━━━━━ Material ━━━━━
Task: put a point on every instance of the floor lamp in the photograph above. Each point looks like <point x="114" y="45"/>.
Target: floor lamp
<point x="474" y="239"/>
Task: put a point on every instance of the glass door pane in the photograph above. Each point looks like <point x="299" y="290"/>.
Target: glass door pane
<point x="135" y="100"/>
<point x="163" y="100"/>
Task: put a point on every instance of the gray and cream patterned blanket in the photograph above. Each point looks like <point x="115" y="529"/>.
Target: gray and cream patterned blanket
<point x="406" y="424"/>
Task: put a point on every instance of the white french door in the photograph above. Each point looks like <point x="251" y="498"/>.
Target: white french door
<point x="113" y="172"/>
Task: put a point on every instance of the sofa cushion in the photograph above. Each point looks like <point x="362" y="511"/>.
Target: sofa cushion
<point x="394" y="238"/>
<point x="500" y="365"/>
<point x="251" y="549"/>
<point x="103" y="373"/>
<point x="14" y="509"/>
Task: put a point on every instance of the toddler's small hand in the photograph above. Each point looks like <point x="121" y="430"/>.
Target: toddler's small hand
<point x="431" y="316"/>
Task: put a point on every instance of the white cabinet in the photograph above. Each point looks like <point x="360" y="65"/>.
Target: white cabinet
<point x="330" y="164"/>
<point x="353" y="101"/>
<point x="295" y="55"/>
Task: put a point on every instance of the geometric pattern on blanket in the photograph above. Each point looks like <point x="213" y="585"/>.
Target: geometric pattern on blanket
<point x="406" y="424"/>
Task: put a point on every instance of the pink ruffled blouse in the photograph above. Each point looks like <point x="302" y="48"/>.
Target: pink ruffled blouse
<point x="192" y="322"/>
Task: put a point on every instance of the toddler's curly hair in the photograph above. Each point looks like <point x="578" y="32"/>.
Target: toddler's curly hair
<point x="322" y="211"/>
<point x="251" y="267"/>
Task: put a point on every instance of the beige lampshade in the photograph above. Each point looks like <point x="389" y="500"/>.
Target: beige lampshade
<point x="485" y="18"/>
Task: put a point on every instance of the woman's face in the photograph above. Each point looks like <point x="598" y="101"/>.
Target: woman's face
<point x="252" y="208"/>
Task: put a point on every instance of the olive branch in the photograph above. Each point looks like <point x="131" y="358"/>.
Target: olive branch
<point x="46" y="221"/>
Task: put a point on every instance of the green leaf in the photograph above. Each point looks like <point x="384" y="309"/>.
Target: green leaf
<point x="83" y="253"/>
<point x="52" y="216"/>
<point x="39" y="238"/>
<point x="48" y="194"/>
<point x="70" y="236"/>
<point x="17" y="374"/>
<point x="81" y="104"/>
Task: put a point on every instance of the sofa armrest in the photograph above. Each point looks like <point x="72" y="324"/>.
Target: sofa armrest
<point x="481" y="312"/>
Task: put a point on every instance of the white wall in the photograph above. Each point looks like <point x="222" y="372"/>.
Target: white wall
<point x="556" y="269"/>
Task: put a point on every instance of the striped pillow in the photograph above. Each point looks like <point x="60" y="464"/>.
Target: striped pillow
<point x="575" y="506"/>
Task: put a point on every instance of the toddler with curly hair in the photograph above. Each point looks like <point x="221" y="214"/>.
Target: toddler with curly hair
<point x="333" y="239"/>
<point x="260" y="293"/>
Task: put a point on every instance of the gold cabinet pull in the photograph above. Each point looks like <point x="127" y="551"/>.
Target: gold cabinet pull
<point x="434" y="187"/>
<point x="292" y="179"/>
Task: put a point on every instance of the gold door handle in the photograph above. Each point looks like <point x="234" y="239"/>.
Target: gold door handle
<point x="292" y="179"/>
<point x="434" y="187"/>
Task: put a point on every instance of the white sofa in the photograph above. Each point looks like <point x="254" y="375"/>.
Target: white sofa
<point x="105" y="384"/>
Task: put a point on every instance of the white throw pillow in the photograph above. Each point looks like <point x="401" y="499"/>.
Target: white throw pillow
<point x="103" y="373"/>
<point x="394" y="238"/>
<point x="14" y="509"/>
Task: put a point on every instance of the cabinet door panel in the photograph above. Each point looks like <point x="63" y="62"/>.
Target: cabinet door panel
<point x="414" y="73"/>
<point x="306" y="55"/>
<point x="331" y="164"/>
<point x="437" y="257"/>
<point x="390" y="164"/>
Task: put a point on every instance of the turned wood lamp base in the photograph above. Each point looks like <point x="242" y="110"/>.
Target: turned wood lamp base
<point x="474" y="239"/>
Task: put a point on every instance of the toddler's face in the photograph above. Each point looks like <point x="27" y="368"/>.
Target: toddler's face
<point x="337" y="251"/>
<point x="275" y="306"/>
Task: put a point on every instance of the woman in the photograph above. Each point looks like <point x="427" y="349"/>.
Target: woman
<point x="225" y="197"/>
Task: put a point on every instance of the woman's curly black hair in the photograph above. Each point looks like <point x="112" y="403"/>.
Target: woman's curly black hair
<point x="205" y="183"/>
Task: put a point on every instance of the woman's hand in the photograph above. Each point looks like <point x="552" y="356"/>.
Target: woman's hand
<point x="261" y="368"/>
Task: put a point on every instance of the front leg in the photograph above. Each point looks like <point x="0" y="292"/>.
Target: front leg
━━━━━
What to work on:
What is needed here is an exact reproduction of all the entries.

Task solution:
Task: put a point on every instance of the floor lamp in the photograph above. Each point looks like <point x="114" y="45"/>.
Target: floor lamp
<point x="474" y="239"/>
Task: put a point on every instance of the glass door pane in the photograph above. Each point looks like <point x="299" y="290"/>.
Target: glass door pane
<point x="135" y="100"/>
<point x="163" y="100"/>
Task: put a point on every instance of the gray and cream patterned blanket in the photograph above. Each point looks like <point x="115" y="529"/>.
Target: gray and cream patterned blanket
<point x="406" y="424"/>
Task: put a point on every instance of the white french door in the photograph above. Each point looks like <point x="251" y="498"/>.
Target: white french door
<point x="113" y="172"/>
Task: put a point on every instance of the sofa cushion in the photograph above. Each point looks like <point x="362" y="511"/>.
Target: sofa cushion
<point x="394" y="238"/>
<point x="500" y="365"/>
<point x="251" y="549"/>
<point x="103" y="373"/>
<point x="14" y="509"/>
Task: put a point on every instance of the toddler's small hand in the photograph above. Each point looks like <point x="121" y="430"/>.
Target: toddler's small hand
<point x="431" y="316"/>
Task: put a point on every instance of the white cabinet in the photograph above. Each point looks like <point x="360" y="65"/>.
Target: white cabinet
<point x="330" y="164"/>
<point x="353" y="101"/>
<point x="295" y="55"/>
Task: put a point on every instance of the geometric pattern on blanket in the photograph above. Each point looks like <point x="213" y="585"/>.
Target: geometric pattern on blanket
<point x="406" y="424"/>
Task: put a point on every instance of the pink ruffled blouse in the photograph above. Each point looks like <point x="302" y="48"/>.
Target: pink ruffled blouse
<point x="192" y="322"/>
Task: put a point on every instance of the toddler's curly hair in the photograph above. Each point looks like <point x="578" y="32"/>.
Target: toddler's curly hair
<point x="322" y="211"/>
<point x="251" y="267"/>
Task: put a point on every instance of the beige lampshade in the photograph above. Each point looks like <point x="389" y="500"/>.
Target: beige lampshade
<point x="485" y="18"/>
Task: put a point on every instance of the woman's face in the photograph above. Each point looks like <point x="598" y="101"/>.
Target: woman's face
<point x="252" y="208"/>
Task: put a point on every instance of the olive branch in the photograph above. Each point looks like <point x="131" y="358"/>.
Target: olive branch
<point x="46" y="221"/>
Task: put a point on every instance of the green leaf in the photograph above. Each point looks like <point x="384" y="309"/>.
Target: green leaf
<point x="83" y="253"/>
<point x="52" y="216"/>
<point x="39" y="238"/>
<point x="48" y="194"/>
<point x="70" y="236"/>
<point x="17" y="374"/>
<point x="81" y="104"/>
Task: put a point on every instance of the sofa armrest in the photograph above. Each point looks like <point x="72" y="324"/>.
Target: sofa armrest
<point x="481" y="312"/>
Task: put a point on every instance of the white wall in the photograph above. Each point looks like <point x="222" y="372"/>.
Target: white wall
<point x="556" y="269"/>
Task: put a point on every instance of the striped pillow in the photograph above. Each point looks like <point x="60" y="464"/>.
Target: striped pillow
<point x="575" y="506"/>
Task: put a point on every instance of the toddler with curly hair in the photograph above. Each point looks like <point x="221" y="214"/>.
Target: toddler with curly hair
<point x="333" y="239"/>
<point x="260" y="293"/>
Task: put a point on every instance of the gold cabinet pull in the photograph above. Each point looks like <point x="127" y="551"/>.
Target: gold cabinet pull
<point x="434" y="187"/>
<point x="292" y="179"/>
Task: put a point on every instance of the gold door handle in the photograph above. Each point looks like <point x="234" y="239"/>.
Target: gold door handle
<point x="292" y="179"/>
<point x="434" y="187"/>
Task: put a point on every instance of the white sofa in the photograph above. Each point looks like <point x="254" y="375"/>.
Target: white sofa
<point x="105" y="384"/>
Task: put a point on every instance of the white throw pillow in the photograph above. Each point looks like <point x="401" y="499"/>.
Target: white throw pillow
<point x="103" y="373"/>
<point x="394" y="238"/>
<point x="14" y="509"/>
Task: put a point on every instance of the cabinet door panel in the photograph above. Each point looks like <point x="63" y="62"/>.
Target: cabinet door panel
<point x="414" y="73"/>
<point x="306" y="55"/>
<point x="331" y="164"/>
<point x="437" y="257"/>
<point x="390" y="164"/>
Task: put a point on every instance of the turned wood lamp base in the photograph above. Each point looks like <point x="242" y="110"/>.
Target: turned wood lamp base
<point x="474" y="239"/>
Task: put a point on every instance of the toddler's face in the photograph above. Each point looks like <point x="27" y="368"/>.
Target: toddler's face
<point x="337" y="251"/>
<point x="275" y="306"/>
Task: put a point on every instance of the woman in the photograph above. Each point looks like <point x="427" y="349"/>.
Target: woman
<point x="225" y="197"/>
Task: put a point on every instance of the woman's curly black hair in the photograph above. Each point looks like <point x="112" y="403"/>.
Target: woman's curly black hair
<point x="205" y="183"/>
Task: put a point on every instance of the woman's hand in the photograph above. Each point looks like <point x="552" y="356"/>.
Target: woman's hand
<point x="261" y="368"/>
Task: put a point on every instance of the front leg in the photograph above. Each point looks like <point x="0" y="292"/>.
Target: front leg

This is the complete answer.